What to produce —
Within the records, find every line that includes the word "scaffolding" and copy it.

==== Data in this exercise

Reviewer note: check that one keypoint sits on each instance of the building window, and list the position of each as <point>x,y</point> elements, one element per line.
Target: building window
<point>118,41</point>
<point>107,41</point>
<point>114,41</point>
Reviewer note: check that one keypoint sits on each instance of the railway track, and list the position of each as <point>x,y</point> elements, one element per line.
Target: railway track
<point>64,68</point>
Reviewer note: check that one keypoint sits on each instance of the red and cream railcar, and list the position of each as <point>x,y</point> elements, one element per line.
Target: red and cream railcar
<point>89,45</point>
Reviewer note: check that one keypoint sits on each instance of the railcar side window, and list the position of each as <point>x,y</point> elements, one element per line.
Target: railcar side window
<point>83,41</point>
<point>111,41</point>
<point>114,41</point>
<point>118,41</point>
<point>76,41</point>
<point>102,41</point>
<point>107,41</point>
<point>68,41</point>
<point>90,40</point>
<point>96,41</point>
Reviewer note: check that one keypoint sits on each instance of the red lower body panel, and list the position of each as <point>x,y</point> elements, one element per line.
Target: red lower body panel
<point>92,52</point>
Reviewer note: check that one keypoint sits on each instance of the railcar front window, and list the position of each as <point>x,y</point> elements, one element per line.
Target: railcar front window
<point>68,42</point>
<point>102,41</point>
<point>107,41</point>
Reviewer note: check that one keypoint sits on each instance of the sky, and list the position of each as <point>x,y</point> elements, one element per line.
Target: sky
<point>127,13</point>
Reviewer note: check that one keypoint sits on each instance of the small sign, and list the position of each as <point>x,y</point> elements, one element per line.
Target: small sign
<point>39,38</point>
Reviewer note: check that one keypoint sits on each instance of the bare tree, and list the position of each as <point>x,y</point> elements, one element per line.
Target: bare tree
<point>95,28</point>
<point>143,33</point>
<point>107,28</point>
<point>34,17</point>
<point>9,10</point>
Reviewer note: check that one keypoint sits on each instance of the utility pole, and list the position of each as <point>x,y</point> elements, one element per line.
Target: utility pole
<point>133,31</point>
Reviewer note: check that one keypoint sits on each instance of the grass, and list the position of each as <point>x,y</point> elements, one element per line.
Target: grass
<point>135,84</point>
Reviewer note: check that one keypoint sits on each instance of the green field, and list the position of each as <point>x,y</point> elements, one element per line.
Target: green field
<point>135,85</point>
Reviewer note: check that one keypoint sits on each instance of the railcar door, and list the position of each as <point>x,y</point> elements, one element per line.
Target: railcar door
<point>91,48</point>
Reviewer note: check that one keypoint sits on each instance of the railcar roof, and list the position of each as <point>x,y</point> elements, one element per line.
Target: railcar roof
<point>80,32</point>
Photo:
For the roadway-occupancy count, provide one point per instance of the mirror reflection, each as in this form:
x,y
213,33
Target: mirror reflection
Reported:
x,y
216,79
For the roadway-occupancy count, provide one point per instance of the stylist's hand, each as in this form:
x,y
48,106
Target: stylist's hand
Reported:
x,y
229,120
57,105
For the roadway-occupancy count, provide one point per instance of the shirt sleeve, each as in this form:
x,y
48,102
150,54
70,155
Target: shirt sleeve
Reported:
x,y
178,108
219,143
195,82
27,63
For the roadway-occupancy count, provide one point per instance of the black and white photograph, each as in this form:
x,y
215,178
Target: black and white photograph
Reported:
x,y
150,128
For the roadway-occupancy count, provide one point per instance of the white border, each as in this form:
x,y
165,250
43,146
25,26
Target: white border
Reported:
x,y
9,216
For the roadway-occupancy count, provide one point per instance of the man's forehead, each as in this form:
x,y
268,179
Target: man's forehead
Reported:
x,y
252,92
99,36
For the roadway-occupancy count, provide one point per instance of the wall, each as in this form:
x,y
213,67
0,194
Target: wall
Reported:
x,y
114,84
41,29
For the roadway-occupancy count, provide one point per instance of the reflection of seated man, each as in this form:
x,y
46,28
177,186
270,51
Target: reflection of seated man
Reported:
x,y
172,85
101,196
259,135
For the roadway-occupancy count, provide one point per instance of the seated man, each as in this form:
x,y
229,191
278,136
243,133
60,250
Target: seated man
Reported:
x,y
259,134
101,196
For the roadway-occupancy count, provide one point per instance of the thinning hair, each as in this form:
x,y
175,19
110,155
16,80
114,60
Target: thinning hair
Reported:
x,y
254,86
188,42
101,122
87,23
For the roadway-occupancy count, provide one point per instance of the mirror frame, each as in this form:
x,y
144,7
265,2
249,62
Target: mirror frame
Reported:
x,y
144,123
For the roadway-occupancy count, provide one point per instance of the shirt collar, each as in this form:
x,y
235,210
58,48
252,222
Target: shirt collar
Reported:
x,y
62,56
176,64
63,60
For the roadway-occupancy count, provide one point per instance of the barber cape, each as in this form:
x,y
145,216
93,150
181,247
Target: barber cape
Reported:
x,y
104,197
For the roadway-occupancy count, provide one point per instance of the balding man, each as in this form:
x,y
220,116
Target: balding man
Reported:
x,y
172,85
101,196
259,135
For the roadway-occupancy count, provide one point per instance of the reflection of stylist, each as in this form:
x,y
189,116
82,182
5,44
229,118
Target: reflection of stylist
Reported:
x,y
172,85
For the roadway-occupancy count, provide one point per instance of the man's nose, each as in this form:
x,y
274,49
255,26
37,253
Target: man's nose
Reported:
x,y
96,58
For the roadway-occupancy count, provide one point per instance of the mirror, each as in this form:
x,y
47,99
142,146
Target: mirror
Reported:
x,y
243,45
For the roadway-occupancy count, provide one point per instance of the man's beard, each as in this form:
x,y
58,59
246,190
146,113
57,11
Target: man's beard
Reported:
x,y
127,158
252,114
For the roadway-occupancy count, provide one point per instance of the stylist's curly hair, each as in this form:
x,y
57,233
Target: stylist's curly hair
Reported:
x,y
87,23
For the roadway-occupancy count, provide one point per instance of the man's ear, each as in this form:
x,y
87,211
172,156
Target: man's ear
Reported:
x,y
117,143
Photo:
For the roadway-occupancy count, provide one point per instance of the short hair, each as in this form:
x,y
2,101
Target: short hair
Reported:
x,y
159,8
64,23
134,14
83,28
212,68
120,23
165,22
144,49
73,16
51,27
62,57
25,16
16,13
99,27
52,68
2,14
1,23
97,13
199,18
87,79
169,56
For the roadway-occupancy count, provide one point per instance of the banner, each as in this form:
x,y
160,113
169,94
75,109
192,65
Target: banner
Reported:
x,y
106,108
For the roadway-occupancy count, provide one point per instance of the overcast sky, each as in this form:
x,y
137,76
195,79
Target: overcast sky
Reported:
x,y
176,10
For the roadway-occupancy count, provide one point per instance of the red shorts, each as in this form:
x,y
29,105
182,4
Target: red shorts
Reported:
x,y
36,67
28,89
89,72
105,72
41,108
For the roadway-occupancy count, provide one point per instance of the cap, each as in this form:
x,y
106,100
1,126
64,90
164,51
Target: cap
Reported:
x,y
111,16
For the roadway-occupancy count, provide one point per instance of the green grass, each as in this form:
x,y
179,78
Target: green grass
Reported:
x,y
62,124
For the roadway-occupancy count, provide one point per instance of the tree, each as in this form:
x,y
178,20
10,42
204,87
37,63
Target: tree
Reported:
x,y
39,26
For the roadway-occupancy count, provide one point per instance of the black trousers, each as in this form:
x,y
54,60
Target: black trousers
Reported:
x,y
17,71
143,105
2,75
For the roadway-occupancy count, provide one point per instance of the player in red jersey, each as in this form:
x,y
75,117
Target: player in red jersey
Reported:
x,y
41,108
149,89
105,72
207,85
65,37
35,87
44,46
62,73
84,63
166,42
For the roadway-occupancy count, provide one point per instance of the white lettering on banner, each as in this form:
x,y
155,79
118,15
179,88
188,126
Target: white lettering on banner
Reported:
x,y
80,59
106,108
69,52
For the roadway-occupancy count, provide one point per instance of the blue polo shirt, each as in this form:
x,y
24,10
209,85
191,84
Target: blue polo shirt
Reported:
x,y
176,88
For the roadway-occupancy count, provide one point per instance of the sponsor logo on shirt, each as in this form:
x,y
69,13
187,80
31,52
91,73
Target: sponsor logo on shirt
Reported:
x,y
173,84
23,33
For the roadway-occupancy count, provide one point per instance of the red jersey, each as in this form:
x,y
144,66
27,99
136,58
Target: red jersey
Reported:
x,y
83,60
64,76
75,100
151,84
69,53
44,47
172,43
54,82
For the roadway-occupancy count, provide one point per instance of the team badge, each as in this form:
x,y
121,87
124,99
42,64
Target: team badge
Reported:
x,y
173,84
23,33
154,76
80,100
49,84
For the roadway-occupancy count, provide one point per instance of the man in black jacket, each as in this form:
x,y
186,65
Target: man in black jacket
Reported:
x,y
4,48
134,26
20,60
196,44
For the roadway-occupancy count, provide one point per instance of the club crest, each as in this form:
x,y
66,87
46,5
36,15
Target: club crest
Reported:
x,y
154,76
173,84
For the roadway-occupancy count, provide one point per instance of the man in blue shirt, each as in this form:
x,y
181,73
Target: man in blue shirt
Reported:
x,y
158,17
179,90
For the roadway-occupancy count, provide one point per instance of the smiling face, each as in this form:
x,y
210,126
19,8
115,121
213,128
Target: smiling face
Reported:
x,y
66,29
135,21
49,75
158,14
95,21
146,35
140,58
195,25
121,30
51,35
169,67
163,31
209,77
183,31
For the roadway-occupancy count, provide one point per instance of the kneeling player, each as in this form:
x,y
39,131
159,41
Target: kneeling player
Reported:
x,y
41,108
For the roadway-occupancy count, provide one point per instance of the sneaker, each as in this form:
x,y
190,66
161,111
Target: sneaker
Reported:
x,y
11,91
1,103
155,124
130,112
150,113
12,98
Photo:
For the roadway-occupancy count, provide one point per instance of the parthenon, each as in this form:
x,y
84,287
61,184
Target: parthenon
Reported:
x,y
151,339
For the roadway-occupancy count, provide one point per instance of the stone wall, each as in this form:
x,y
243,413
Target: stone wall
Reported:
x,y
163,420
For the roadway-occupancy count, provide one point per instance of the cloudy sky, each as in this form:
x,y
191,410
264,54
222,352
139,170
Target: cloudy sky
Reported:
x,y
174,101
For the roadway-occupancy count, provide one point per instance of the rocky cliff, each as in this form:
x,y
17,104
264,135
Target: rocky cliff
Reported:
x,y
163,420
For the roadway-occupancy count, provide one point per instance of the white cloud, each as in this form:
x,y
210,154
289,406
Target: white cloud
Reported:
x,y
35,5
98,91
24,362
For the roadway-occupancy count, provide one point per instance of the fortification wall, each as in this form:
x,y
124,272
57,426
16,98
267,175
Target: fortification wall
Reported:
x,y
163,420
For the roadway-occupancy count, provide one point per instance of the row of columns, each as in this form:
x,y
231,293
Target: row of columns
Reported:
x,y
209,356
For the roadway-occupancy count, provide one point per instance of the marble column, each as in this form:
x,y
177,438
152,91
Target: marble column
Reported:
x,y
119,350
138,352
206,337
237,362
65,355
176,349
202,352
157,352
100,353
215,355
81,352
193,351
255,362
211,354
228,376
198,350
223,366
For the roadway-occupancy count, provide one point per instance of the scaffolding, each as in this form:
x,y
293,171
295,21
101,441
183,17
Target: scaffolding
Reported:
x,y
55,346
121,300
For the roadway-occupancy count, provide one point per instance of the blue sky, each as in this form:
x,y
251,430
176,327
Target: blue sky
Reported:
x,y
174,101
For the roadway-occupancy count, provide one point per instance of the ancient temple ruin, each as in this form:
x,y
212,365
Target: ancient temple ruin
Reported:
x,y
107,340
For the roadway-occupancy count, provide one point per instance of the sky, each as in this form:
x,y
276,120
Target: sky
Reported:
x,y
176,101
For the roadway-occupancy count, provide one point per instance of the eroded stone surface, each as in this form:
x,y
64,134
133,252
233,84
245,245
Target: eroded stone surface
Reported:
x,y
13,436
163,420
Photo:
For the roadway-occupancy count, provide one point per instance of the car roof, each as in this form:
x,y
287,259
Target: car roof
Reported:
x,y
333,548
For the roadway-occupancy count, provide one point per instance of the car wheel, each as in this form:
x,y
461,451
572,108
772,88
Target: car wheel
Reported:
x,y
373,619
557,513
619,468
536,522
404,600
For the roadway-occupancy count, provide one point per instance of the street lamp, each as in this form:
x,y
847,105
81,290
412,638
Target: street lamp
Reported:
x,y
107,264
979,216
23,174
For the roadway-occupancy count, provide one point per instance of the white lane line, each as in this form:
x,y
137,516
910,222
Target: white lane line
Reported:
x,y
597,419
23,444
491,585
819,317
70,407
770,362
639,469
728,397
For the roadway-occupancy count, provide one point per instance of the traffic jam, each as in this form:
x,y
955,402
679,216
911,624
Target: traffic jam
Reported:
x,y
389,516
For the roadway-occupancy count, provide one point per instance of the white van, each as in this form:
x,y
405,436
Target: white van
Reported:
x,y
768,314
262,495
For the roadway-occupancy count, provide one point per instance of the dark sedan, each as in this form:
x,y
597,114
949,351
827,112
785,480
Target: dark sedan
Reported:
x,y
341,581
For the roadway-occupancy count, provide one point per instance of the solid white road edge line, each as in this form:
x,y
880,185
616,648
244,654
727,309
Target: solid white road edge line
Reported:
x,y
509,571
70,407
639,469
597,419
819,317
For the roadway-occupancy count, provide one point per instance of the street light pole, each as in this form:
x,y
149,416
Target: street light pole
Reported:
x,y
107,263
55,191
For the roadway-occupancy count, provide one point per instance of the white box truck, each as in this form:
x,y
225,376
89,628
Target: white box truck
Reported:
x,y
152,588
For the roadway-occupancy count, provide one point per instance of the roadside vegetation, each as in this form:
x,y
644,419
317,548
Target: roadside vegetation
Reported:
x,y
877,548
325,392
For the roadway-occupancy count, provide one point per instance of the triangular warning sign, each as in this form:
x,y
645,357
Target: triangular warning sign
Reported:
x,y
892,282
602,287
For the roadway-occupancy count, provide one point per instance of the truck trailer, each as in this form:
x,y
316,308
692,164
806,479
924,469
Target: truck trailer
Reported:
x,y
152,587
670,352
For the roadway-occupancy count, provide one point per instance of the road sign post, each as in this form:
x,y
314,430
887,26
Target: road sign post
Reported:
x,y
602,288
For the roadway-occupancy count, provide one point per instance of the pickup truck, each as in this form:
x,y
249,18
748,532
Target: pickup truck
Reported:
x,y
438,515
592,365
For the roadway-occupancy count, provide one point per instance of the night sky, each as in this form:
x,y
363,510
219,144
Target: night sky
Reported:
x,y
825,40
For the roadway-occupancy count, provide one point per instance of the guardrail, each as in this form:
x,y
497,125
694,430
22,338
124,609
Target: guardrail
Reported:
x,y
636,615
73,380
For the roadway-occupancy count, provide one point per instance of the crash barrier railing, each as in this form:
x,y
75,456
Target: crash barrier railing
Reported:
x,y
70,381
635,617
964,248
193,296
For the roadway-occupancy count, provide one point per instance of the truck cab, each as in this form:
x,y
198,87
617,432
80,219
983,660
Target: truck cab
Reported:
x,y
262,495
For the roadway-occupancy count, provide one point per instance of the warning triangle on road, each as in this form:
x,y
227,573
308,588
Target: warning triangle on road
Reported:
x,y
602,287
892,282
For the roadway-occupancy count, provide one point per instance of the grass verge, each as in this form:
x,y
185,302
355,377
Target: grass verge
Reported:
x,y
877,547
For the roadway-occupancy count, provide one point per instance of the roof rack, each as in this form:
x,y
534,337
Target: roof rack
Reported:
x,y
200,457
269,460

========

The answer —
For the roadway-occupancy count, provide one point per instance of the scaffolding, each as in this form:
Target: scaffolding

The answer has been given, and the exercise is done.